▶ TO BE DONE
Write the next part of the article on the 1970 Bulgarian comedy film The Past-Master, picking up after its final sentence.

START TEXT EXCERPT

The Past-Master () is a Bulgarian satiric TV comedy film released in 1970, directed by Petar B. Vasilev. 
The movie turned the actor Kiril Gospodinov and his character Rangel Lelin - the past-master into one of the Trade Marks of the Bulgarian film art. The Past-Master became so popular that producers were made to consider sequels which eventually happened a decade later.

There are four more films released as sequels:
Bash Maystorat na Ekskurziya / The Past-Master on Excursion (1980)
Bash Maystorat Fermer / The Past-Master-Farmer (1981)
Bash Maystorat na More / The Past-Master at the Seaside (1982)
Bash Maystorat Nachalnik / The Past-Master - Boss (1983)

Plot
A research worker Robespier Galabov (Yakovlev) lives with his family in a small communal flat with shared kitchen and dreams about a self-contained home. Galabov meet Rangel Lelin (Gospodinov),  the well-known amidst the localities as  the past-master, when he realized that the new municipal apartment they apply for won't be ready in the next decade. The Past-Master promises to build the private house in a month. After starting the construction, Rangel Lelin constantly blackmail Galabov for more money through treat of "putting the hat".

Finally the house was built but the inauguration become gloomy. It turns out that the chimney of the fireplace doesn't work properly.

END TEXT EXCERPT
START DATASET EXTRACT

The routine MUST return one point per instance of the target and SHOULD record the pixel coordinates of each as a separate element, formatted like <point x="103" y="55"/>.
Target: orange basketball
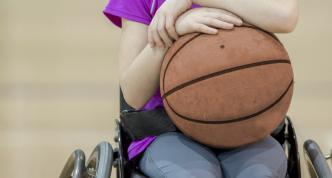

END DATASET EXTRACT

▶ THE REPLY
After days of  luckless attempts to solve the problem the past-master's brother come into sight. Knowing the Lelin's tricks he find a hat built in the chimney.

Production

Production company:
 Bulgarian National Television

Director:
Petar B. Vasilev devoted his works to the comedy and more accurately to satirical one. He created sequence of films, with the main character The Past-Master, which popularity goes beyond the scope of their contemporaneity.

Writer:
Atanas Mandadzhiev being an author of novels and novelettes he had a go at screenplays. The Past-Master work, a bitting comedy,  gained the sympathies of the public. Moreover, the main character turned into a byword for definite stratum that lives on the system defects.

Director of Photography
Krum Krumov worked with some of the most interesting Bulgarian directors. Always subordinating the dramaturgy he succeeded in creating of his individual study of style.

Filmed: 1970

The film was released on DVD in 2000s.

Cast
 Kiril Gospodinov ...as Rangel Lelin the past-master 
 Yuri Yakovlev ...as Robespier Galabov the research worker 
 Valentina Borisova ...as Galabov's wife
 Veselina Nikolaeva ...as Lelin's wife
 Todor Todorov
 Vladimir Davchev

Response
The film was subsumed among the 50 golden Bulgarian films in the book by the journalist Pencho Kovachev. The book was published in 2008 by "Zahariy Stoyanov" publishing house.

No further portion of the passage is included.